* _TO DO_:
Lines before the one holding "Target: red tile roof" are not wanted. Please copy that line and everything after it to the end of the records, exactly, skipping pictures.

* _RECORD EXTRACTS_:
○ ○ ○

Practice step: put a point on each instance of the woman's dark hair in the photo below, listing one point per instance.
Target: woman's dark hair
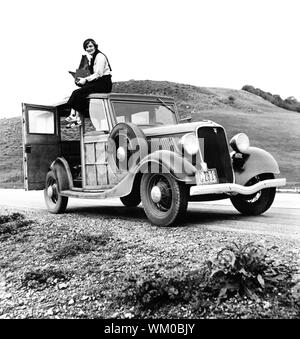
(87, 41)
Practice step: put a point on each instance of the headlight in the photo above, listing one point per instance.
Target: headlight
(190, 143)
(240, 143)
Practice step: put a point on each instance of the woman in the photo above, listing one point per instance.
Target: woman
(98, 82)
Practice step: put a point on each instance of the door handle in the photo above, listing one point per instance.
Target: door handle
(28, 148)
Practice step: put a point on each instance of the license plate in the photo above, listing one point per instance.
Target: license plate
(208, 177)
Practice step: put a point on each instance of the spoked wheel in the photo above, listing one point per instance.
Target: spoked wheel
(164, 198)
(258, 202)
(54, 201)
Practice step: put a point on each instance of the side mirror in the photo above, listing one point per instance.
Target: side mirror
(187, 119)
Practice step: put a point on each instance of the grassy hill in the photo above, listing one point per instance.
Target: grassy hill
(268, 126)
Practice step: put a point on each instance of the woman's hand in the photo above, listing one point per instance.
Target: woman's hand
(81, 81)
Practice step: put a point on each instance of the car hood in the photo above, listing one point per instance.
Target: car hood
(178, 129)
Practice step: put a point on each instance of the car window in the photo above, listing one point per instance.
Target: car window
(41, 122)
(96, 120)
(144, 114)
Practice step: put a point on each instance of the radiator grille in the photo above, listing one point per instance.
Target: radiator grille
(215, 150)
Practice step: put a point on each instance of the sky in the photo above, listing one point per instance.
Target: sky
(207, 43)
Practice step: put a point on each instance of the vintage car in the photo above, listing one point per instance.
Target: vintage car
(136, 148)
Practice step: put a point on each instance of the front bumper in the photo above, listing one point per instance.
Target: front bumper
(233, 189)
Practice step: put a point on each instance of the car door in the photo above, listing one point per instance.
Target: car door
(41, 143)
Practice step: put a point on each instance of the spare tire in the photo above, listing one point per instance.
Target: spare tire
(127, 146)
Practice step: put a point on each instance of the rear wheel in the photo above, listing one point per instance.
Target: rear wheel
(258, 202)
(131, 200)
(54, 201)
(164, 198)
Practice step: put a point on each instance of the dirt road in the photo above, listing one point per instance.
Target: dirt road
(282, 220)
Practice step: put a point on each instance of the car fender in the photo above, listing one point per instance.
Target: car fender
(258, 161)
(61, 170)
(164, 161)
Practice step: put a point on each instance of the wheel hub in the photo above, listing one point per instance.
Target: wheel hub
(121, 154)
(156, 194)
(51, 191)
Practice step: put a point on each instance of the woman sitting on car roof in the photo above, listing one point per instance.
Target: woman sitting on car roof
(99, 81)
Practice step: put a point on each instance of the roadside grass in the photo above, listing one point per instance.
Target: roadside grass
(243, 271)
(13, 224)
(82, 243)
(96, 266)
(43, 278)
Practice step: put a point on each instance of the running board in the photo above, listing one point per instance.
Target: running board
(232, 189)
(84, 194)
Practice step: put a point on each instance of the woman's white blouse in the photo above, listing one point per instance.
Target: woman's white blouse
(100, 68)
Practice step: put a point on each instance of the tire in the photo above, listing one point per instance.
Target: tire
(55, 202)
(131, 200)
(173, 201)
(257, 203)
(129, 139)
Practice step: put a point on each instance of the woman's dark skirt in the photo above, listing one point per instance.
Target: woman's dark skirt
(101, 85)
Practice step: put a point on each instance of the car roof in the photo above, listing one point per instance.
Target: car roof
(122, 97)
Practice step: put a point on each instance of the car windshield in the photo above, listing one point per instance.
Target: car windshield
(145, 114)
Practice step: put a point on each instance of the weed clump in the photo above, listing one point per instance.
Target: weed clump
(44, 278)
(237, 270)
(82, 243)
(12, 224)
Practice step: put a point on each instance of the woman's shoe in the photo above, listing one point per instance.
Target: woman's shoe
(74, 124)
(72, 117)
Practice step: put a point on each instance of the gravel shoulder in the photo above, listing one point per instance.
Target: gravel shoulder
(76, 265)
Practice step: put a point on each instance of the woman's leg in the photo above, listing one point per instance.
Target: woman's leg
(77, 98)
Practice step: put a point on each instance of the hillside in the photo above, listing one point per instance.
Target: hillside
(268, 126)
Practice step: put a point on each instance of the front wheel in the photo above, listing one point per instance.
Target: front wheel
(54, 201)
(258, 202)
(164, 198)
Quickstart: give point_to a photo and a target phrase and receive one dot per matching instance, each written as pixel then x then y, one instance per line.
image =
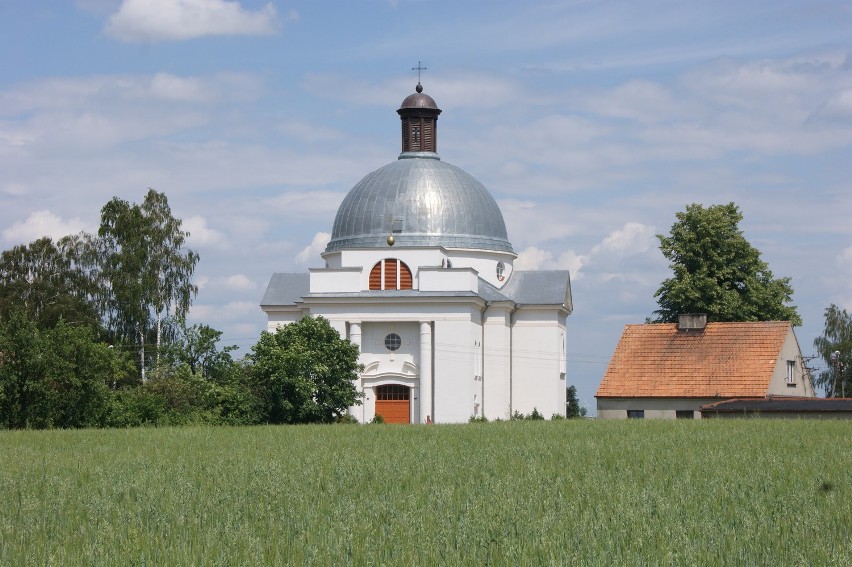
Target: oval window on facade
pixel 393 342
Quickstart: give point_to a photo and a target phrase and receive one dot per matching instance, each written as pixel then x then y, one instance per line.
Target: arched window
pixel 390 274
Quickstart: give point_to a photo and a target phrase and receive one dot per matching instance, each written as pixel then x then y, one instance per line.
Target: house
pixel 671 370
pixel 419 274
pixel 781 407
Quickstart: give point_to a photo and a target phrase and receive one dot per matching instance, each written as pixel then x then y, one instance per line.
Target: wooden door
pixel 393 403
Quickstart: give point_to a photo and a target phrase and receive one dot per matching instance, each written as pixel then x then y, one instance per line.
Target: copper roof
pixel 725 359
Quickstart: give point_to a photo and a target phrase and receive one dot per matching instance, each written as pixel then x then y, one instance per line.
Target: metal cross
pixel 418 69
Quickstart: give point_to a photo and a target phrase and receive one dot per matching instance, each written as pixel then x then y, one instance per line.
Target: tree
pixel 305 373
pixel 717 271
pixel 42 280
pixel 146 270
pixel 572 407
pixel 836 379
pixel 56 377
pixel 197 347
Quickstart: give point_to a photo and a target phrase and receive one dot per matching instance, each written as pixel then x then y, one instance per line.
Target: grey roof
pixel 540 287
pixel 286 289
pixel 422 201
pixel 524 288
pixel 419 100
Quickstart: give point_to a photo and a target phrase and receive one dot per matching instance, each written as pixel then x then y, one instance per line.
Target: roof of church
pixel 286 289
pixel 523 288
pixel 724 360
pixel 419 200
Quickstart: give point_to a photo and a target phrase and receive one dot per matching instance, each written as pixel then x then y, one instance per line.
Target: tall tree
pixel 42 279
pixel 717 271
pixel 147 269
pixel 197 347
pixel 835 348
pixel 55 377
pixel 305 373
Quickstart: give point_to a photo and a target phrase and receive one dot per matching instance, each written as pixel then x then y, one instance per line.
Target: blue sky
pixel 592 124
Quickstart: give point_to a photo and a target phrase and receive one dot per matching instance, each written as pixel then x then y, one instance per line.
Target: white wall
pixel 497 345
pixel 778 385
pixel 538 337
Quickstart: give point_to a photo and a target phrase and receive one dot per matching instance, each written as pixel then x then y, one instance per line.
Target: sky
pixel 591 123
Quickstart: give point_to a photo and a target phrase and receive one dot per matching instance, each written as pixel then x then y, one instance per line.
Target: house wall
pixel 778 384
pixel 454 370
pixel 780 415
pixel 538 361
pixel 654 408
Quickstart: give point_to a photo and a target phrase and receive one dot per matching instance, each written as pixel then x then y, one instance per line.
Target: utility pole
pixel 838 370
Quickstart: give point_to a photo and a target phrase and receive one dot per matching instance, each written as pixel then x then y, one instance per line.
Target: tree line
pixel 93 329
pixel 93 333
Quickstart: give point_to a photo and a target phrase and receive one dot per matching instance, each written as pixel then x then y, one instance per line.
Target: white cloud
pixel 234 310
pixel 15 189
pixel 312 251
pixel 40 224
pixel 533 258
pixel 632 238
pixel 238 282
pixel 176 20
pixel 321 204
pixel 200 234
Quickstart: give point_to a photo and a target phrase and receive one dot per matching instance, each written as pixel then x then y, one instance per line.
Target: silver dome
pixel 421 201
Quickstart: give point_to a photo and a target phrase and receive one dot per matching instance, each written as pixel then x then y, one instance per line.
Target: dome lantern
pixel 419 116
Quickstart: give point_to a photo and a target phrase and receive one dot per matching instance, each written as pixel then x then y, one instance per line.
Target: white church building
pixel 418 273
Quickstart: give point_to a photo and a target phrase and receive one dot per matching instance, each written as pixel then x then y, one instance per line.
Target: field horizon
pixel 509 493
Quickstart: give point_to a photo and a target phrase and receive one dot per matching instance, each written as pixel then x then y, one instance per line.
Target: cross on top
pixel 419 68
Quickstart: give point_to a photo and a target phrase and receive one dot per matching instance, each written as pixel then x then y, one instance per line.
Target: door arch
pixel 393 403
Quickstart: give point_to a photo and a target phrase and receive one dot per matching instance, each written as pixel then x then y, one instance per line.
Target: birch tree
pixel 146 268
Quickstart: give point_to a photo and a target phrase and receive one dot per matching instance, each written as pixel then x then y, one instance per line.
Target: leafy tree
pixel 55 377
pixel 197 347
pixel 305 373
pixel 717 271
pixel 146 271
pixel 836 379
pixel 42 279
pixel 572 406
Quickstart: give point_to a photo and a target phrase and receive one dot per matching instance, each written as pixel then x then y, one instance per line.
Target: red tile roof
pixel 725 359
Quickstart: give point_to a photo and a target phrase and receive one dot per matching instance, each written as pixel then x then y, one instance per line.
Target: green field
pixel 744 492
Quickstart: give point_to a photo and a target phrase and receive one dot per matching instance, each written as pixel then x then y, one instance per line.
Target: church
pixel 419 274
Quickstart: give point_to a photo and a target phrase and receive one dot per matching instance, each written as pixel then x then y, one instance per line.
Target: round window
pixel 393 342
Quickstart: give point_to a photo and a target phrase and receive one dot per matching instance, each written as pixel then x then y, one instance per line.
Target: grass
pixel 740 492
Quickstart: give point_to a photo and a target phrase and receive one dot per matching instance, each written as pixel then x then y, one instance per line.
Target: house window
pixel 393 342
pixel 390 274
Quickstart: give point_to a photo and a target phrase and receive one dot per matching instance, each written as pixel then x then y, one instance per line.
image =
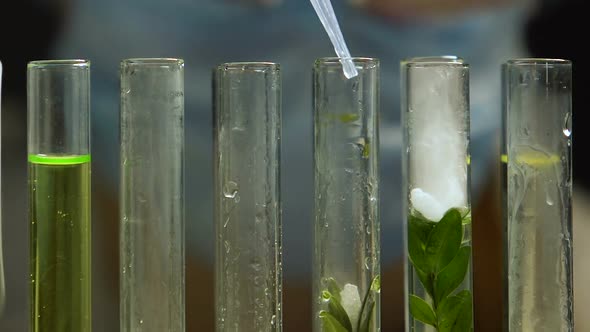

○ ○ ○

* _SOLVED PROBLEM_:
Target: red tile roof
pixel 725 359
Quickstart: give point_to a photo and a target phrase and receive one dot per matching instance, each written as pixel then x then y, one instance per line.
Target: green field
pixel 744 492
Quickstart: give point_to a photo and a target phrase and receive one dot per matching instance, each written as pixel then x then y, one instance per line.
Target: church
pixel 419 274
Quickstart: give point_to a photo and a target phrase and receive one dot per matching instance, each written as pixel then x then y, one instance per line.
Target: round window
pixel 393 342
Quickstart: give point_to a photo and a target phrase and receive one dot per matching instance, each written as pixel then x then y, one instance per line.
Target: grass
pixel 740 492
Quickstart: give point_to a photo and a target phrase and receive one dot per matching instance, each written as pixel then x then y, one instance per line.
Target: house window
pixel 393 342
pixel 390 274
Quickstart: give point_to a photo and a target phrase and receive one dot per matching instance, each written as pixel then x then y, one instance per line.
image =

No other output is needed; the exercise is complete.